• [TASK DETAILS] Will you return, word for word, only the lines from the top of the data below down to and including the one with "250L1199 171L1170 181L1127"?

[Stored items]
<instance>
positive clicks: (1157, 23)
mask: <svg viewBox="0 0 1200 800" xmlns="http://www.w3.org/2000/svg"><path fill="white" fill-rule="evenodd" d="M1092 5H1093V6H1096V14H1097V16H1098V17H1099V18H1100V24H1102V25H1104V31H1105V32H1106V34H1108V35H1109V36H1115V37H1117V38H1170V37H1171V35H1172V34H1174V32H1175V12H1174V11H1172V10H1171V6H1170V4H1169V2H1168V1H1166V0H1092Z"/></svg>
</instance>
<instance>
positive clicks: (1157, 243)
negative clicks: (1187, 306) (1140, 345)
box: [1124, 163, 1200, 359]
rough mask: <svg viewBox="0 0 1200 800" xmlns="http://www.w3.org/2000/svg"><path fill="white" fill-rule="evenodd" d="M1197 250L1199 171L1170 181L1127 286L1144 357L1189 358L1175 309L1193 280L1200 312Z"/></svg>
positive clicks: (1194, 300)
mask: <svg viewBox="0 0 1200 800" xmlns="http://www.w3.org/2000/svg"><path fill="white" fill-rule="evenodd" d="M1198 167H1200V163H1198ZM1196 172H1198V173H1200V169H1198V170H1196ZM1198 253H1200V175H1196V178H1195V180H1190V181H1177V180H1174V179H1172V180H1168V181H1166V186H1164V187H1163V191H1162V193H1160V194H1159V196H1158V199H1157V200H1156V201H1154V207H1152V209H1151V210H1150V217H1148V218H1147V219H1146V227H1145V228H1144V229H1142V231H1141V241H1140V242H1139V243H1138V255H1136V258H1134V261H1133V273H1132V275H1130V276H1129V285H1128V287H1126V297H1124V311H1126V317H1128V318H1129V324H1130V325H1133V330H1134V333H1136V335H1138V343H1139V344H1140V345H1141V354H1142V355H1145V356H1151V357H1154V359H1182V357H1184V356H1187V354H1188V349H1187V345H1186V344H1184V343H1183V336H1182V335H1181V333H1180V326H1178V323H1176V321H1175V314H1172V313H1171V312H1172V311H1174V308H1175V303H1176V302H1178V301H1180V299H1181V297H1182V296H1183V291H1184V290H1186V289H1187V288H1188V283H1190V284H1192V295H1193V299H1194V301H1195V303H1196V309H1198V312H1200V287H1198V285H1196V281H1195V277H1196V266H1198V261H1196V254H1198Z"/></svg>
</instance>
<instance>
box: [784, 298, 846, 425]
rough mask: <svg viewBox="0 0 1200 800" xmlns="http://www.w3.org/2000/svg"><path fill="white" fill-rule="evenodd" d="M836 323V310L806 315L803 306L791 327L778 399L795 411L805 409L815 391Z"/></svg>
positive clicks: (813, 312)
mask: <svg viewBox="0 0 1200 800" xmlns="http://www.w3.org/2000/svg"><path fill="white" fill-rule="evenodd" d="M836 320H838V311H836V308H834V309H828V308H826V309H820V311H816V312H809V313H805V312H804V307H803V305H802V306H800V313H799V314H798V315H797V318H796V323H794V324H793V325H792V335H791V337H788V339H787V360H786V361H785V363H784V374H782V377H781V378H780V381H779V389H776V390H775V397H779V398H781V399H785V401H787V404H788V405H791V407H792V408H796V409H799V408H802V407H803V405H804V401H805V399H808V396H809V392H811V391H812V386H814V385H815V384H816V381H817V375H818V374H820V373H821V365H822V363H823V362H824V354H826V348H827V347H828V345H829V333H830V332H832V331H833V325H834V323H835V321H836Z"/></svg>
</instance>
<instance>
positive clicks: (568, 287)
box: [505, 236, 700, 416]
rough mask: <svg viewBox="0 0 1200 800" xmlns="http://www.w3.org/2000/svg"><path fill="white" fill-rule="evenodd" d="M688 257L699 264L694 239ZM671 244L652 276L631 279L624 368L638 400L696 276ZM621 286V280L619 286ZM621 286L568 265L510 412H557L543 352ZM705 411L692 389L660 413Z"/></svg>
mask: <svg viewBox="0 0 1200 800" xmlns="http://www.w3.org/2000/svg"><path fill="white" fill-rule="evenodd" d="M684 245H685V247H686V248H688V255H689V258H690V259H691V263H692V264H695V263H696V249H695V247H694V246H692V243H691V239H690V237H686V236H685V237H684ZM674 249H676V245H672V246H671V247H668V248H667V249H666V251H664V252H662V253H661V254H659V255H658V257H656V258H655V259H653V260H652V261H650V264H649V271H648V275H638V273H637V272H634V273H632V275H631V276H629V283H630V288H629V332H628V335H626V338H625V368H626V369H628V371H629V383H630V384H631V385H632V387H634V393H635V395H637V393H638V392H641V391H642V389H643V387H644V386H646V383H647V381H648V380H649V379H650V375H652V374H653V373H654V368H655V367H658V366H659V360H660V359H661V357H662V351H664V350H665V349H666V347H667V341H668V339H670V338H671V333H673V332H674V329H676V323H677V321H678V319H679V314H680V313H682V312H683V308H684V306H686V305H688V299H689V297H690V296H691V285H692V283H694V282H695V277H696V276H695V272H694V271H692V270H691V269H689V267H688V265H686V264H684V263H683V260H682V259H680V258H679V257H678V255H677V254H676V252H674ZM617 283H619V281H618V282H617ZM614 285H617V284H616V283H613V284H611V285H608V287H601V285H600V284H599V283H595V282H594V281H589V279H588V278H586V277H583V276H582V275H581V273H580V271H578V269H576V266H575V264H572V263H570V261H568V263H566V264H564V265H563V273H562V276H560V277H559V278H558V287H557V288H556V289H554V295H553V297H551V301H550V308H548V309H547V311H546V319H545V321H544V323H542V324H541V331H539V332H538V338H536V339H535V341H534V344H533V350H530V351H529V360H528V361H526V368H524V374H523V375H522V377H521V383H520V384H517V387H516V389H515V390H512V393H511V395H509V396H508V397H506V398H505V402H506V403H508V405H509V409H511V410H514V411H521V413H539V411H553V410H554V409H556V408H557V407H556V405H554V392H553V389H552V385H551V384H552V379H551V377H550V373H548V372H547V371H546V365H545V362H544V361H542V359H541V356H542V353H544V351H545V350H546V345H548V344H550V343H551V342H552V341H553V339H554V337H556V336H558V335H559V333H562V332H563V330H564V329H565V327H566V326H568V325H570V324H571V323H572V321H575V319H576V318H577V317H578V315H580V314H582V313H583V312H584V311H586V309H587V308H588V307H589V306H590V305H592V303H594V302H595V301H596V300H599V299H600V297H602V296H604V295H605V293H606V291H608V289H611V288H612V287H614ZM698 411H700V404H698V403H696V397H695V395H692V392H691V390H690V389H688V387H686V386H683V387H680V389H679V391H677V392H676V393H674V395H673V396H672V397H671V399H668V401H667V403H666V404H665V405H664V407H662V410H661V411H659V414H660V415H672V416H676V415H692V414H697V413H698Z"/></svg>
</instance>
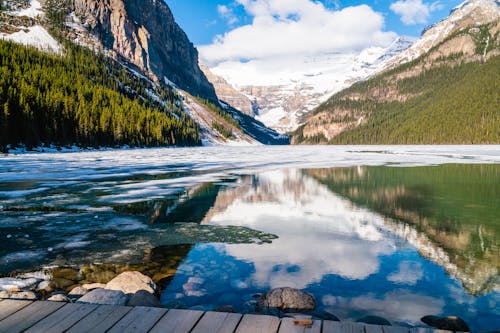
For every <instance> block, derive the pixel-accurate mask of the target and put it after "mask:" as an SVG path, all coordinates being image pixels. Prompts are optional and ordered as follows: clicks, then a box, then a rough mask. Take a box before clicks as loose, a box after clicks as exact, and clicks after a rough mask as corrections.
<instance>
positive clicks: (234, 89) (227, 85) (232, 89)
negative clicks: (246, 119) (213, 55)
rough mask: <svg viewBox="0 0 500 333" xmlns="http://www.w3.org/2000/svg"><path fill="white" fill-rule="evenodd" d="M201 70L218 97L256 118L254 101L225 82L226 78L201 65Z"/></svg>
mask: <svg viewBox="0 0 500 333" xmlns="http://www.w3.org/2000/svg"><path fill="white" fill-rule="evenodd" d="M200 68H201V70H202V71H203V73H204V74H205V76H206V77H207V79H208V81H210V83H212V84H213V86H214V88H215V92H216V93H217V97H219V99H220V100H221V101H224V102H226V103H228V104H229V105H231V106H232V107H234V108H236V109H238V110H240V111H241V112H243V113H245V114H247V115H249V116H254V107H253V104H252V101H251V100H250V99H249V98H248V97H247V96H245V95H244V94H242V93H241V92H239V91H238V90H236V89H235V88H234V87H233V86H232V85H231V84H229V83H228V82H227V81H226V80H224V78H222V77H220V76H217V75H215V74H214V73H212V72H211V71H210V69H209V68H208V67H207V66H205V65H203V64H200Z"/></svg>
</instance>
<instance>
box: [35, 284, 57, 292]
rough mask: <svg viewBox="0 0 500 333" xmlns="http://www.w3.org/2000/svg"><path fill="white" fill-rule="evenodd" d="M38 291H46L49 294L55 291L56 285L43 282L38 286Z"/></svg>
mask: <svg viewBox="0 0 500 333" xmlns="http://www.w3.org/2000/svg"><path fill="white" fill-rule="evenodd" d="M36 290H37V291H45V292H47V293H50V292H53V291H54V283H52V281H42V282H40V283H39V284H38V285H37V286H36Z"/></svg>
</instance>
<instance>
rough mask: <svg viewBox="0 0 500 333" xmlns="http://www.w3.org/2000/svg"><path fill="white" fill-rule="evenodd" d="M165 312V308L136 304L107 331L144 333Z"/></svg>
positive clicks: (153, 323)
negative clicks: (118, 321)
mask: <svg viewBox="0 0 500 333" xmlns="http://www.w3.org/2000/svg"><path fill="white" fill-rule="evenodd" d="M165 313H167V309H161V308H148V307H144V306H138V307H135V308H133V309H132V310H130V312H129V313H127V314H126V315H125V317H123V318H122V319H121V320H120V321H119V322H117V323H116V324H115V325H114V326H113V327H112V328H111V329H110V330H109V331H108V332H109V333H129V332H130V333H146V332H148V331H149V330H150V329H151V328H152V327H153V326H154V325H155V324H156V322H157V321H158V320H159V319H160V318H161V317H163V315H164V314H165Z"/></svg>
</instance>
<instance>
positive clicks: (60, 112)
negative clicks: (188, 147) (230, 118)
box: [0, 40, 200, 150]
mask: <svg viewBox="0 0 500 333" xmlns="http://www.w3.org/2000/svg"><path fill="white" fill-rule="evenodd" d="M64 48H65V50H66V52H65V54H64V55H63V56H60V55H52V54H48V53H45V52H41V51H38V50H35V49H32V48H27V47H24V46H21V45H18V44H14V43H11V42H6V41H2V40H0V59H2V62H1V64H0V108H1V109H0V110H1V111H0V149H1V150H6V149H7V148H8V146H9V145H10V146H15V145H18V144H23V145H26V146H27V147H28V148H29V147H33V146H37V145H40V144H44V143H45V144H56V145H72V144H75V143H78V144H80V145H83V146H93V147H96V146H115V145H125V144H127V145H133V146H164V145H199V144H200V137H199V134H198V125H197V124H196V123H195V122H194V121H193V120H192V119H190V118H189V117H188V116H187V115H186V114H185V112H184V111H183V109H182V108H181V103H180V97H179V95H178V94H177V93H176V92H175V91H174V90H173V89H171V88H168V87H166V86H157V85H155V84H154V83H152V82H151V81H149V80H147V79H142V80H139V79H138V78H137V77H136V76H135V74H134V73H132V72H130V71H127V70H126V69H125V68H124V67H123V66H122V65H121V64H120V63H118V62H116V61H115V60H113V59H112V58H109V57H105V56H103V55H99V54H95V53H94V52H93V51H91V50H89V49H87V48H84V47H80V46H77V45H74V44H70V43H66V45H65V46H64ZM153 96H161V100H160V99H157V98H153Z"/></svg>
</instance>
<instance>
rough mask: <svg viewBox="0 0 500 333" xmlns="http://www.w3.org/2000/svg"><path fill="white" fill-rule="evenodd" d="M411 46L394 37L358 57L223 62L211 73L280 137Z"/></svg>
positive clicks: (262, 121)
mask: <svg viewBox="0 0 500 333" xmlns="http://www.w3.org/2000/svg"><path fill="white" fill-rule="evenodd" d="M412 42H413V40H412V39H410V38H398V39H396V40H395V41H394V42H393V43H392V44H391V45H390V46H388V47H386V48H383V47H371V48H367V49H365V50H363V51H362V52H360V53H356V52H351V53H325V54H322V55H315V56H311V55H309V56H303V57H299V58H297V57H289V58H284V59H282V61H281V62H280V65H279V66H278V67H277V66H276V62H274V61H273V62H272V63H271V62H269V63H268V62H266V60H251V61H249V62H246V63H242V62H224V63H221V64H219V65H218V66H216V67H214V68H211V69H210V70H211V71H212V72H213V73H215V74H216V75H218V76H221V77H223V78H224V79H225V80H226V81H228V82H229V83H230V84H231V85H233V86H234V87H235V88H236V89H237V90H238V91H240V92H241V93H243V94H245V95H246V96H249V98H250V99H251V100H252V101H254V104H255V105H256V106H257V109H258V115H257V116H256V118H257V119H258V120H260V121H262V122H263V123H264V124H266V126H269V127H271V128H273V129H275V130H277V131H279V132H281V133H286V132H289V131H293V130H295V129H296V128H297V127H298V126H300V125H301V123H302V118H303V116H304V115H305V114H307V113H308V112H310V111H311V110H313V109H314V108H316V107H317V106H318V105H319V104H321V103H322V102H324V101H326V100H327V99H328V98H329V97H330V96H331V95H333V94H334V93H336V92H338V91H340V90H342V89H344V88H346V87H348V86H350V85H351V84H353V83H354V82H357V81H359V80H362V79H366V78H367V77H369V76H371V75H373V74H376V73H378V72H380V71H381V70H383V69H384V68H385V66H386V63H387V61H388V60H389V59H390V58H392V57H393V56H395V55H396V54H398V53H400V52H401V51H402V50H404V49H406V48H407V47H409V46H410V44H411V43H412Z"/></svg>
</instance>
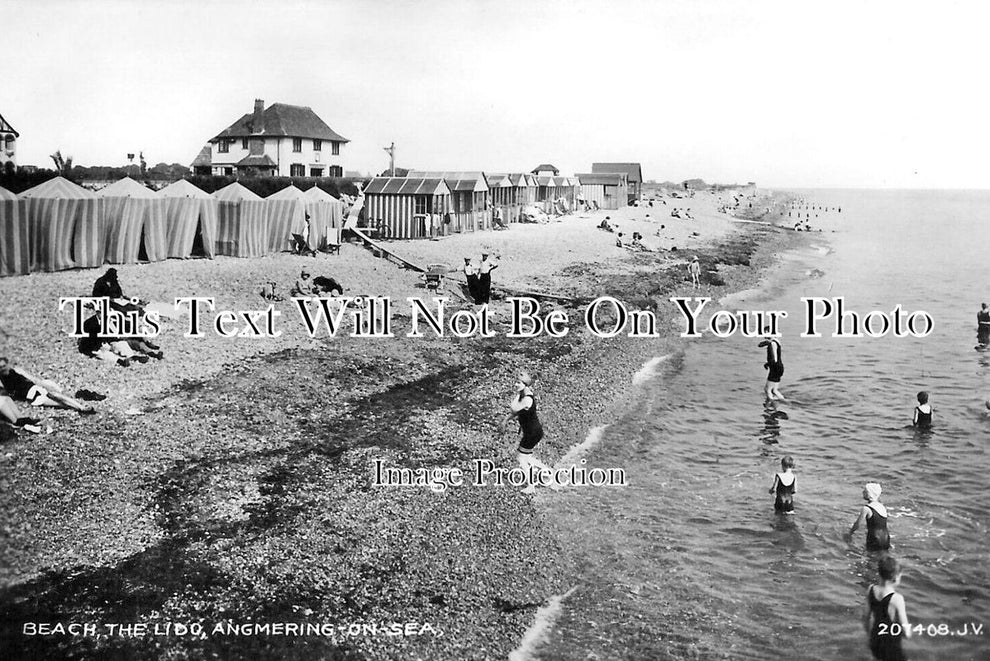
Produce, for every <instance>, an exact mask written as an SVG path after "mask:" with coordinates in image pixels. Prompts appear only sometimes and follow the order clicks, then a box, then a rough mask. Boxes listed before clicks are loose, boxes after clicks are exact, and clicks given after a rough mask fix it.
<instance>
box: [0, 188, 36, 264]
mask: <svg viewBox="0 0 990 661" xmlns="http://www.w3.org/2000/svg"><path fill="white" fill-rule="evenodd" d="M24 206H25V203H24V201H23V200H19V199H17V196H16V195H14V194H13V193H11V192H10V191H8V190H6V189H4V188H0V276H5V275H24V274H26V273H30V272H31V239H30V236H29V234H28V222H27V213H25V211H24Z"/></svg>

• [TASK OUTPUT]
<instance>
positive clicks: (1157, 23)
mask: <svg viewBox="0 0 1200 800" xmlns="http://www.w3.org/2000/svg"><path fill="white" fill-rule="evenodd" d="M1092 5H1093V6H1096V14H1097V16H1098V17H1099V18H1100V24H1102V25H1104V31H1105V32H1106V34H1108V35H1109V36H1115V37H1117V38H1170V37H1171V35H1172V34H1174V32H1175V12H1174V11H1172V10H1171V6H1170V4H1169V2H1168V1H1166V0H1092Z"/></svg>
</instance>
<instance>
positive clicks: (1157, 243)
negative clicks: (1187, 306) (1140, 345)
box: [1124, 163, 1200, 359]
rough mask: <svg viewBox="0 0 1200 800" xmlns="http://www.w3.org/2000/svg"><path fill="white" fill-rule="evenodd" d="M1197 250L1199 171L1170 181L1127 286L1144 357L1189 358L1175 309L1193 280L1200 312Z"/></svg>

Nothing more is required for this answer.